TASK ▸ Output only an exact transcription of the line containing "For each instance of the black" and all lines that follow it in the data below.

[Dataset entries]

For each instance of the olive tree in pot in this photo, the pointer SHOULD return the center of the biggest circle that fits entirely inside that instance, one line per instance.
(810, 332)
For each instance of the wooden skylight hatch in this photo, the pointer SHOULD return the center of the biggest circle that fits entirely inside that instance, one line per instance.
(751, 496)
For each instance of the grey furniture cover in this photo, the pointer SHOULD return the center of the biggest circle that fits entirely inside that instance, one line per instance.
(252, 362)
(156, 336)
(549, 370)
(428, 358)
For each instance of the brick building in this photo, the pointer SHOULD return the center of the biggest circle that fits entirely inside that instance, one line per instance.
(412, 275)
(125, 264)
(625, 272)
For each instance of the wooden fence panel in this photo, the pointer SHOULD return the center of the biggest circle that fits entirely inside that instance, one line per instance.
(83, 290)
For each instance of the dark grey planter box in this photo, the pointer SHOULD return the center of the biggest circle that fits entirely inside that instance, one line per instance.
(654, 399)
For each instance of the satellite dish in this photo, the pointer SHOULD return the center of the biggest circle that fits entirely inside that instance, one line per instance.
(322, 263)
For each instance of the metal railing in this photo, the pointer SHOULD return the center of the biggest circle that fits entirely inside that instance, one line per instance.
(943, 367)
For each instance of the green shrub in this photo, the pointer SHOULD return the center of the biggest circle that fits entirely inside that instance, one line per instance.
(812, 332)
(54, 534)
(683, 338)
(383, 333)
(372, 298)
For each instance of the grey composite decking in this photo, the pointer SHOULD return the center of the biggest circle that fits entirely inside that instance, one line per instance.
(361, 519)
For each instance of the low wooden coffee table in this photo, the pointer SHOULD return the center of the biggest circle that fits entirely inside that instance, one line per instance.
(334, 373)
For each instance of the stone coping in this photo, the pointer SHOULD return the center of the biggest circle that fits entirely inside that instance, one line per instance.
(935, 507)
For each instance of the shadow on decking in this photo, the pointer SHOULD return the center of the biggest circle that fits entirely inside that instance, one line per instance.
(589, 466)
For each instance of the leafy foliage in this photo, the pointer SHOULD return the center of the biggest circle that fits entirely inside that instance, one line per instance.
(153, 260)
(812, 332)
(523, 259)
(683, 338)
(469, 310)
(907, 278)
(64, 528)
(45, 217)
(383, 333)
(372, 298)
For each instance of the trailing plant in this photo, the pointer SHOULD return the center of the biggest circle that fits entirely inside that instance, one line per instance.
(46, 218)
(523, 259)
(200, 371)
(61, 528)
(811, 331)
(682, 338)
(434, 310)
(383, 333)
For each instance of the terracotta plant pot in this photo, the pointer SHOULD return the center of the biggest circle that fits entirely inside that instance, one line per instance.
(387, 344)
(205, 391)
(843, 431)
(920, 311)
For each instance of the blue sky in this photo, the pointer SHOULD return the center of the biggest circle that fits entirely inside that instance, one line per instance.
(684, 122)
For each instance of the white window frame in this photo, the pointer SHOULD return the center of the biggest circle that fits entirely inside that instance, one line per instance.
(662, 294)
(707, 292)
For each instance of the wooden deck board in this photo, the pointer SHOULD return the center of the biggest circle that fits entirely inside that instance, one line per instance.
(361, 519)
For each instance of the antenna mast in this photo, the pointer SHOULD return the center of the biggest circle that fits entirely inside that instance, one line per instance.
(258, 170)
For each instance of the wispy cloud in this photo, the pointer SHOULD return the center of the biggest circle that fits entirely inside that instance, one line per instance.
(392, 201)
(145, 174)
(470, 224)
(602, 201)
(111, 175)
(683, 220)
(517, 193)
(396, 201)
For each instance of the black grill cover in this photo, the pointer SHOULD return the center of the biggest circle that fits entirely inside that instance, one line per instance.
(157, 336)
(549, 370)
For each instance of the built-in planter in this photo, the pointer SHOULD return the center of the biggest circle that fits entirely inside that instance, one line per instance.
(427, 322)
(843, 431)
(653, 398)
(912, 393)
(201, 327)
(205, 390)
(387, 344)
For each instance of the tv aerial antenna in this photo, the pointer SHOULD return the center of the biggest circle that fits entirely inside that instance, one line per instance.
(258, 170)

EXPECTED ANSWER ▸
For each instance of the black grill cover in this photo, the pointer SHOULD return the center of the biggest circle that fits entirely inside that instance, one line per instance.
(157, 336)
(549, 370)
For each instance of the built-in planter in this photo, the pointer SHOULD return the center of the biggest circle that fits entirely inside that instance, one line per instance.
(427, 322)
(843, 431)
(653, 398)
(912, 393)
(201, 327)
(205, 390)
(387, 344)
For each instance of the tv aerial antenna in this photo, the pointer SHOULD return the center of the biggest circle that fits entirely inside that instance, one line per instance.
(258, 170)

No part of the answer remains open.